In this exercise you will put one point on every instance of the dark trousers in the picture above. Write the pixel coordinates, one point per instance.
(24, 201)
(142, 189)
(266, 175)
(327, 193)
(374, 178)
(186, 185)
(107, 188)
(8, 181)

++++++++

Work instructions
The records above should be restated word for word in their entirety.

Response area
In this exercise you will put one point on every instance of the dark trousers in the picture above. Write the pixel coordinates, one point per instance.
(24, 201)
(142, 189)
(266, 175)
(327, 193)
(374, 178)
(186, 185)
(107, 188)
(8, 181)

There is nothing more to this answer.